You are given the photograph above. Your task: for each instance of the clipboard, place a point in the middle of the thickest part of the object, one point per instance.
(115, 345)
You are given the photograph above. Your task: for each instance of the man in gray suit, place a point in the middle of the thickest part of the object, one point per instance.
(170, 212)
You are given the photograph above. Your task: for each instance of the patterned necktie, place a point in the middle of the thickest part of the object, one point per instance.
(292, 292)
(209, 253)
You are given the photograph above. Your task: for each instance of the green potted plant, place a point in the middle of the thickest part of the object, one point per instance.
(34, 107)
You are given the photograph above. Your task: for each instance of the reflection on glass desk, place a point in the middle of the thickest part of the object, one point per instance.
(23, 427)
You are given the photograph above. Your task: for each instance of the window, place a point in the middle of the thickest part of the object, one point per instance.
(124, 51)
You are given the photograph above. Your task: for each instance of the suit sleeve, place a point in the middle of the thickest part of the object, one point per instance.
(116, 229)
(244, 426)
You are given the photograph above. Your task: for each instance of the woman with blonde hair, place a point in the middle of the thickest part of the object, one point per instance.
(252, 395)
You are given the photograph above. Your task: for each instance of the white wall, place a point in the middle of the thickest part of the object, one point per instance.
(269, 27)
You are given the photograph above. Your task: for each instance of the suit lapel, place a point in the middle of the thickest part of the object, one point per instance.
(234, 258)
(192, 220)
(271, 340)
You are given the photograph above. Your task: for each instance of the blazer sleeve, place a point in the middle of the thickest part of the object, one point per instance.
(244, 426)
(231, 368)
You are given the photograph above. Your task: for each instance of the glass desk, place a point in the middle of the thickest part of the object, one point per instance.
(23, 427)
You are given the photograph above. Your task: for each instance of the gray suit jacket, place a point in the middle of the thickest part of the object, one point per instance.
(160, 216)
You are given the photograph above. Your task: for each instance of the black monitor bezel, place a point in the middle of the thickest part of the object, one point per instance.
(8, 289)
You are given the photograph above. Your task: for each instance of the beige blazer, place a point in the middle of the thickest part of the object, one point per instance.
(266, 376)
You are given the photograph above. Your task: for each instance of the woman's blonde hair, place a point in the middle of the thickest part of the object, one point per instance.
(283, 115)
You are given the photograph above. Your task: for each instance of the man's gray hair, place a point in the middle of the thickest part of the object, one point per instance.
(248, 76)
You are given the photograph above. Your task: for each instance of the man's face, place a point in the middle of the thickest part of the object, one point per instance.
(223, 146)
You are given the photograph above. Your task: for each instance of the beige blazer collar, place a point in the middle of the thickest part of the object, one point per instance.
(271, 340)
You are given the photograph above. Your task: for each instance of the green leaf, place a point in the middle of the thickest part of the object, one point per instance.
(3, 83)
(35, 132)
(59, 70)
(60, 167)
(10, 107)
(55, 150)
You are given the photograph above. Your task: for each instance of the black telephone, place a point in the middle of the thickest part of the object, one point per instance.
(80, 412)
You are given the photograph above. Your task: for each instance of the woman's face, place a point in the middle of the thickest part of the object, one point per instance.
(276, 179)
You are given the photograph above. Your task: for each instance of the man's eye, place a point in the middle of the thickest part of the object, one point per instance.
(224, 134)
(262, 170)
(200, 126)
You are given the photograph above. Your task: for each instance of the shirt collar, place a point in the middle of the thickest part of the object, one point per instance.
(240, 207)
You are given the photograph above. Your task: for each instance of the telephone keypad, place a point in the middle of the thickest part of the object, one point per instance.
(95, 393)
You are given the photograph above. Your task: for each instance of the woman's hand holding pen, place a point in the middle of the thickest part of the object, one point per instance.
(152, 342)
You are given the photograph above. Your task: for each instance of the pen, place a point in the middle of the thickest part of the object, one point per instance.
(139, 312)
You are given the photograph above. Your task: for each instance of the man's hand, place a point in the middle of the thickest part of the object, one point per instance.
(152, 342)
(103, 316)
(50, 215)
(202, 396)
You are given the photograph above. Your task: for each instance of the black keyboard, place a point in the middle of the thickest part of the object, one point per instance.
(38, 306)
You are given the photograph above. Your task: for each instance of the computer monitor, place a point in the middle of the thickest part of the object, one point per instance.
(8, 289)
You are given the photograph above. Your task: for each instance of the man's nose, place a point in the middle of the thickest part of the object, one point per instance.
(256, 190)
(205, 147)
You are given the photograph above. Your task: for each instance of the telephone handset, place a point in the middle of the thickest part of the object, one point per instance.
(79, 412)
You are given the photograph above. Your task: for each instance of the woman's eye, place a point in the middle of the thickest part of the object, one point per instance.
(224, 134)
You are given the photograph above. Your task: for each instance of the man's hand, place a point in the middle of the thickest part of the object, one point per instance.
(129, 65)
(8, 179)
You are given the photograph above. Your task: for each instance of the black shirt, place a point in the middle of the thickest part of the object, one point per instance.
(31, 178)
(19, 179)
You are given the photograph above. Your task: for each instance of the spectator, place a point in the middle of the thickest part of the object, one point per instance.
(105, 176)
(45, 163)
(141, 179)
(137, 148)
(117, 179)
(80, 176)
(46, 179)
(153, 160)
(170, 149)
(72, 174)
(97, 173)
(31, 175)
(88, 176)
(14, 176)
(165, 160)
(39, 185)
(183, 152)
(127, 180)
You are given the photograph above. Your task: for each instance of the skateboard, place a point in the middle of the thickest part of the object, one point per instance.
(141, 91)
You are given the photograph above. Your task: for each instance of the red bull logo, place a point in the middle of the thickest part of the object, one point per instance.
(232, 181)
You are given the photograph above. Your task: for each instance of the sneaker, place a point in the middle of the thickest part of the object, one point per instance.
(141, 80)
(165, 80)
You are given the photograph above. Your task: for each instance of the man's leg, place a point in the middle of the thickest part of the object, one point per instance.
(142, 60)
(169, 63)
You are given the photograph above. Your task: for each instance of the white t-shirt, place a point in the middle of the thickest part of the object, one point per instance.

● **AIM**: Reproduce, without any change, the stretch of the records from the line containing "black shirt, place" through the last line of the records, with both of those lines included.

● **SOLUTION TO THE PROBLEM**:
You are given the photograph above. Your task: for each instance of the black shirt, place a point in the middle of the thickest part of the object, one point per instance.
(31, 178)
(19, 179)
You are given the photograph above. Your task: for each instance of the spectator, place a point in the middle of the thickest part of the object, one point per instance.
(105, 176)
(45, 163)
(141, 179)
(137, 148)
(117, 179)
(80, 176)
(46, 179)
(153, 160)
(170, 149)
(72, 174)
(97, 173)
(31, 175)
(88, 176)
(14, 176)
(165, 160)
(39, 185)
(183, 152)
(127, 180)
You are given the photograph above. Your task: for each instance of the skateboard, place a point in the middle of the thickest part of the object, one point per instance.
(141, 91)
You are given the photograph above. Your task: for each instance of the red bull logo, place a point in the middle of the thickest part of the object, one point per instance.
(232, 181)
You are given the photograph above. Your task: for each instance of the sneaker, place a point in the middle of the thickest part of the object, one point per instance.
(141, 80)
(165, 80)
You are given the photograph above. Your task: for each instance of the man's leg, place a point in the middle of the thickest part of the object, one point per instance.
(142, 60)
(169, 63)
You are given the photograph above. Your task: for each instance of the white t-shirt, place a point in the middle of the thickest part of the object, one point per instance.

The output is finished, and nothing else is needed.